▶ Obiettivi:
(a) Ricopi fedelmente, dalla discussione sulle temperature della nuova CPU, il tratto che va da "comunque , se" fino a "gradi sono ottimi!".
(b) Risponda alle seguenti domande sulla discussione relativa alle temperature della nuova CPU:
(i) Quale dissipatore è stato montato sulla nuova CPU XP2400?
(ii) Secondo gaffiere, fino a quale temperatura si può stare tranquilli?
(iii) Secondo emix, al di sotto di quale temperatura conviene generalmente tenere la CPU?

▶ Testo da leggere:
----------------

# Nuovo XP2400 , temperature!!

## Tintenstich

Ciao a tutti , ho montato oggi la mia nuova CPU , XP2400 , con dissipatore Thermalright SLK 900 A , e come al solito uno strato di pasta siliconica tra i due componenti, ho fatto il boot al sistema (senza i vari piatti , solo mobo e scheda video) e ho visto dalla bios che la temperatura della CPU e' circa 35° - 37° C  dopo una decina di minuti.

Volevo chiedervi se e' accettabile come inizio di temperatura , visto che ho un po' di dubbi su come ho distribuito la pasta......forse un po' pochina.

Sarebbe meglio lasciare tutto acceso per un paio di ore come test??

Grazie!!

----------

## zUgLiO

Come test ti basta fargli compilare qualcosina,comunque 35-37 mi sembra che siano ottime,ovviamente in compilazione ti salirà  :Smile: 

----------

## Tintenstich

Il fatto e' che ancora non ho installato nulla , cioe' sostituira' il mio vecchio pc

 comunque , se mi dici che 37 ° C (senza sistema operativo ) sono gia' buoni , non mi preoccupo piu'di tanto.......

----------

## gaffiere

35-37 gradi sono ottimi!

fino a che non supera gli 80 stai pure tranquillo.

superata quella soglia inizia ad avere problemi in compilazione (crash)

cmq sul sito di AMD hai tutte le specifiche anche riguardo le temperature e le soglie d'allarme.

see ya

----------

## Tintenstich

Ultima domanda: e' meglio che la ventola sul dissi , soffi aria fredda o espelli quella calda?

----------

## marco86

x quello che ne capisco che soffi aria fredda se hai il dissipatore in rame ancora meglio! attento che la pasta, se ne hai messa tanta, non ti vada a fare dei contatti che non deve sulla cpu, bruciandotela! come temperatura è buona, se vuoi prova a leggerti questo

ciao ciao  :Wink: 

----------

## emix

 *Tintenstich wrote:*   

> ... ho visto dalla bios che la temperatura della CPU e' circa 35° - 37° C  dopo una decina di minuti.
> 
> Volevo chiedervi se e' accettabile come inizio di temperatura , visto che ho un po' di dubbi su come ho distribuito la pasta......forse un po' pochina.
> 
> Sarebbe meglio lasciare tutto acceso per un paio di ore come test??

 

Quella temperatura non è male. Considera però che nel bios la cpu non fa praticamente niente. Il test quindi andrebbe fatto con il sistema operativo caricato. Generalmente (anche se le cpu sono progettate per andare a 80° e oltre) conviene tenere la temperatura al di sotto dei 60°.

Per quanto riguarda la pasta, ne basta davvero poca... serve solo a riempire quei pochi millimetri di spazio vuoto tra cpu e dissipatore.

----------------

▶ Dati registrati:
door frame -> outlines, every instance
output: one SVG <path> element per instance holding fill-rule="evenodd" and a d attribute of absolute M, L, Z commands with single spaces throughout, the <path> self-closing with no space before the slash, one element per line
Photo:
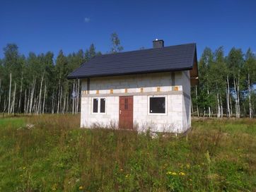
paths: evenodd
<path fill-rule="evenodd" d="M 118 121 L 118 126 L 120 128 L 120 116 L 121 116 L 121 99 L 122 98 L 125 98 L 125 97 L 128 97 L 128 98 L 132 98 L 132 128 L 125 128 L 125 129 L 129 129 L 129 130 L 133 130 L 134 128 L 134 95 L 125 95 L 125 96 L 119 96 L 119 110 L 118 110 L 118 113 L 119 113 L 119 121 Z M 129 100 L 128 100 L 129 101 Z M 129 105 L 129 102 L 128 102 L 128 105 Z"/>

----------------

▶ Risposte alle attività:
(a)
comunque , se mi dici che 37 ° C (senza sistema operativo ) sono gia' buoni , non mi preoccupo piu'di tanto.......

----------

## gaffiere

35-37 gradi sono ottimi!

(b)
(i) Un Thermalright SLK 900 A.
(ii) Fino a 80 gradi.
(iii) Al di sotto dei 60°.